THE TASK: Write the next part of the passage on self-seeding garden plants, picking up after its last sentence.

PASSAGE PROVIDED:
^^^^
Gentiana asclepiadea, seeds in some lucky people's gardens.

Cowslips, Primula veris, like nearly all primulas will seed very easily in the right conditions.
Others seed too much, and this is something which Cultivating Chaos does not really face up to, or that of creating dangerously invasively aliens. Effective self-seeders are classically pioneer plants, whose survival strategy is to cast vast quantities of seed around to ensure species survival in unstable and transitional environments. Some will become a nuisance. Early on, at Montpelier, I planted out Euphorbia rigida, which is a winter annual which produces a large head of small white yellow-green flowers. Fine, except that just before flowering time it tends to fall over, looking a right mess. I've spent years trying to get rid of it, but now with the garden very much fuller, the opportunity it has for seeding is much reduced, and seedlings which survive attempts at elimination face more competition perhaps – as they don't seem to fall over so much. So, it survives as a minor, and largely tolerated, element. 
Euphorbia rigida - can look good can't it?
Astrantia major varieties, all seeded from - originally pink/red, varieties.

In view of what I have just said about the euphorbia, some self-seeders which went from interesting to annoying have become less annoying over time. One reason i think is that in the early years of the garden there was more space, so a few things, like Echinops bannaticus 'Taplow Giant' got enormous and were just a nuisance. Now I weed out most of its seedlings just letting a few grow, and since there is now so much more competition, they do not grow so big. This is a species which seems distinctly short-lived like many vigorous seeders, and so the self-seeding is needed if it is stay in the garden.
Meadowsweet, a locally native plant, spontaneous seedlings have to be watched; pretty for a few years but then so strongly spreading it needs removing.
^^^^
SUPPLIED ENTRIES:
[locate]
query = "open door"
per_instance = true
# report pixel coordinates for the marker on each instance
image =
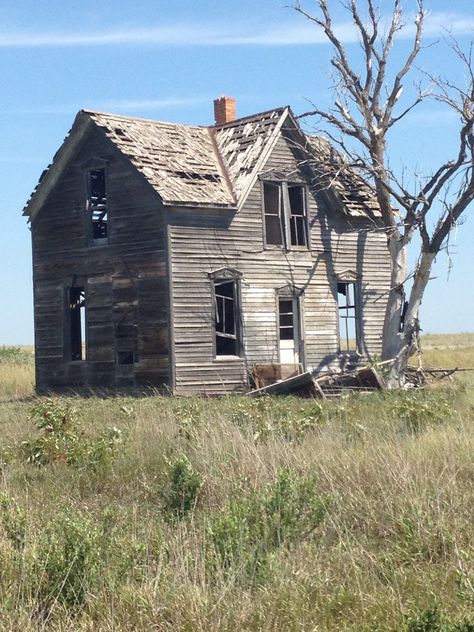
(289, 330)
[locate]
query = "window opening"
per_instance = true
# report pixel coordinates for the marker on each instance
(77, 322)
(346, 295)
(272, 206)
(285, 214)
(97, 203)
(286, 320)
(125, 357)
(288, 330)
(297, 211)
(226, 318)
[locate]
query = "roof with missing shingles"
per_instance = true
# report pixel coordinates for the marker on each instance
(190, 165)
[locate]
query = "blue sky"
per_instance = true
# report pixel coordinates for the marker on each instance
(168, 59)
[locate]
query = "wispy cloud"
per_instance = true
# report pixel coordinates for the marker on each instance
(278, 34)
(135, 105)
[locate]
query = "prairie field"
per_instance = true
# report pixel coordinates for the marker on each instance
(233, 514)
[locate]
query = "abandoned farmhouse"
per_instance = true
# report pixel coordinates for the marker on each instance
(189, 258)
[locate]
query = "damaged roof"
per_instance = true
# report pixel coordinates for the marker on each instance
(356, 195)
(200, 166)
(179, 161)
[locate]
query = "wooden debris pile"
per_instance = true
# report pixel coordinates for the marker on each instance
(364, 380)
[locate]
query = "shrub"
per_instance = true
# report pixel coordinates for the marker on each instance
(15, 355)
(62, 441)
(417, 411)
(13, 521)
(188, 418)
(183, 488)
(57, 420)
(68, 562)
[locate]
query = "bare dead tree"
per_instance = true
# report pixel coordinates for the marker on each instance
(367, 106)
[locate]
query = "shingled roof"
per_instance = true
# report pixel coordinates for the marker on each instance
(190, 165)
(336, 175)
(179, 161)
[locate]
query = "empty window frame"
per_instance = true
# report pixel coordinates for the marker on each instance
(348, 316)
(286, 222)
(226, 317)
(77, 324)
(97, 204)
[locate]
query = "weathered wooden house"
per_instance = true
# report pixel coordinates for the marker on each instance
(188, 258)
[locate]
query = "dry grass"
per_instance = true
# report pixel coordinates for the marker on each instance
(89, 543)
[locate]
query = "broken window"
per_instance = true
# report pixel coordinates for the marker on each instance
(297, 215)
(285, 214)
(273, 218)
(125, 357)
(226, 317)
(77, 323)
(97, 204)
(346, 299)
(286, 319)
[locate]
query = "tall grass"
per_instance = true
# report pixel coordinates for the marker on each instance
(236, 514)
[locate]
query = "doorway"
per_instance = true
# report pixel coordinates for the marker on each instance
(289, 334)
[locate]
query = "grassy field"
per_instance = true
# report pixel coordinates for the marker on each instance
(236, 514)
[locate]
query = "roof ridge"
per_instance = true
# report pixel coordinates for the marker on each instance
(280, 109)
(139, 119)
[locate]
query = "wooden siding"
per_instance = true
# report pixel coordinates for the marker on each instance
(203, 242)
(125, 280)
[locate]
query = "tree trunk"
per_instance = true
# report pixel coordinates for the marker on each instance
(408, 337)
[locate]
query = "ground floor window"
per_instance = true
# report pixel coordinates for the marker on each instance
(348, 316)
(289, 329)
(226, 317)
(77, 325)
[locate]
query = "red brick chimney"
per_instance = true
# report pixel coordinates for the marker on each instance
(224, 110)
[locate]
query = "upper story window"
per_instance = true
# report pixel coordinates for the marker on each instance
(97, 204)
(285, 214)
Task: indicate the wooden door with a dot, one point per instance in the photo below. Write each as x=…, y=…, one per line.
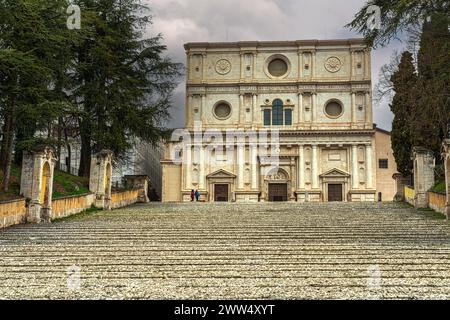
x=335, y=193
x=278, y=192
x=221, y=193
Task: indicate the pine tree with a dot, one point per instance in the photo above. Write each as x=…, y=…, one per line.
x=403, y=106
x=33, y=40
x=125, y=82
x=433, y=114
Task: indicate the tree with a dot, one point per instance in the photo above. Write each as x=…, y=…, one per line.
x=397, y=18
x=32, y=42
x=403, y=106
x=125, y=83
x=433, y=114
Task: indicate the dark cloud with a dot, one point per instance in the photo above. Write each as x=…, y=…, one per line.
x=182, y=21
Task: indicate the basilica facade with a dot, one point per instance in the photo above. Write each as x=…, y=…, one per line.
x=316, y=96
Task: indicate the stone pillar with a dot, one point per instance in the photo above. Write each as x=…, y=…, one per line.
x=300, y=109
x=423, y=175
x=254, y=107
x=203, y=108
x=241, y=165
x=189, y=111
x=241, y=109
x=301, y=167
x=369, y=167
x=254, y=160
x=315, y=165
x=314, y=107
x=355, y=177
x=201, y=178
x=368, y=109
x=140, y=182
x=100, y=178
x=446, y=157
x=188, y=167
x=353, y=108
x=400, y=183
x=36, y=183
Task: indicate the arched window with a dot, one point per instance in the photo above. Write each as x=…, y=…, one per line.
x=278, y=115
x=277, y=112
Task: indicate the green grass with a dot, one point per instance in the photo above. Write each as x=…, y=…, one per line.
x=64, y=185
x=68, y=185
x=439, y=187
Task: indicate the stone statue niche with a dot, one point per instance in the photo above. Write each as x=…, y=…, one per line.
x=101, y=177
x=36, y=183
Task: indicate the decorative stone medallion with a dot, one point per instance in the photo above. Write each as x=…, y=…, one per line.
x=223, y=66
x=333, y=64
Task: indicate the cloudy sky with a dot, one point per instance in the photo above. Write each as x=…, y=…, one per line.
x=182, y=21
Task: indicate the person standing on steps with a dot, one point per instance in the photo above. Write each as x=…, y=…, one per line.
x=197, y=195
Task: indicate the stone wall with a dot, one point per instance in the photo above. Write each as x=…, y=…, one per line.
x=12, y=212
x=68, y=206
x=436, y=201
x=125, y=198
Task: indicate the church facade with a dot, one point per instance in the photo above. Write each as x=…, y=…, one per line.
x=314, y=96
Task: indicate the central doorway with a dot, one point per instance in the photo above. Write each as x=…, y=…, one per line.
x=335, y=193
x=278, y=192
x=221, y=193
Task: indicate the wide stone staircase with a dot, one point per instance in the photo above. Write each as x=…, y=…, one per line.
x=232, y=251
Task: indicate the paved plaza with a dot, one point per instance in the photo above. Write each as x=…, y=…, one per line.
x=231, y=251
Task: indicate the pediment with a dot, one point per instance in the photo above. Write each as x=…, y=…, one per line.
x=335, y=173
x=221, y=174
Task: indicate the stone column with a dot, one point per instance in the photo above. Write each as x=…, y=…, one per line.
x=300, y=109
x=254, y=111
x=100, y=179
x=353, y=108
x=314, y=107
x=202, y=165
x=355, y=177
x=140, y=182
x=315, y=165
x=36, y=183
x=300, y=64
x=446, y=156
x=189, y=111
x=301, y=167
x=313, y=64
x=188, y=167
x=254, y=160
x=423, y=175
x=369, y=167
x=241, y=165
x=368, y=108
x=241, y=109
x=203, y=108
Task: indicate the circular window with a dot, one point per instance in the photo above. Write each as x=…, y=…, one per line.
x=222, y=110
x=334, y=109
x=278, y=67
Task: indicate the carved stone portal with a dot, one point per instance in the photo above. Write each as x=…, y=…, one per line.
x=100, y=178
x=36, y=183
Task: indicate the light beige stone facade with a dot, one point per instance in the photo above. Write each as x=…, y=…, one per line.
^^^^
EXERCISE RESPONSE:
Most unwanted seedlings can be hoed off or pulled out. Sometimes they can't, because, like fennel, they rapidly develop a deep taproot which needs digging out, or spraying out (except that that is never going to work in the winter). Molinia caerulea is another horror, as even small plants have a very dense wide-spreading and tough root system. Given half a chance they seem to be able to insinuate a profusion of seedlings in amongst other plants. In our heavy loam, all these that need digging out create quite a lot of work. So last week we dug out all the Molinia caerulea subsp. arundinacea types – the tall ones. I have written beforeabout my concerns over certain grasses becoming too aggressively self-seeding. This is something which we really do need to watch out for. Some are potentially very problematic.
Aquilegia vulgaris, the Queen of self-seeders, as they maintain amazing diversity as generations replace each other.
Telekia speciosa - one of those 'perennials' which lives for only a few years, and has to self-seed in the garden for it to survive. With us it seems to do so at the right kind of level.
Silene dioica, red campion, a vigorous self-seeder, but since it is almost summer dormant, it fits in well with summer flowering perennials, at least in our long Atlantic growing season.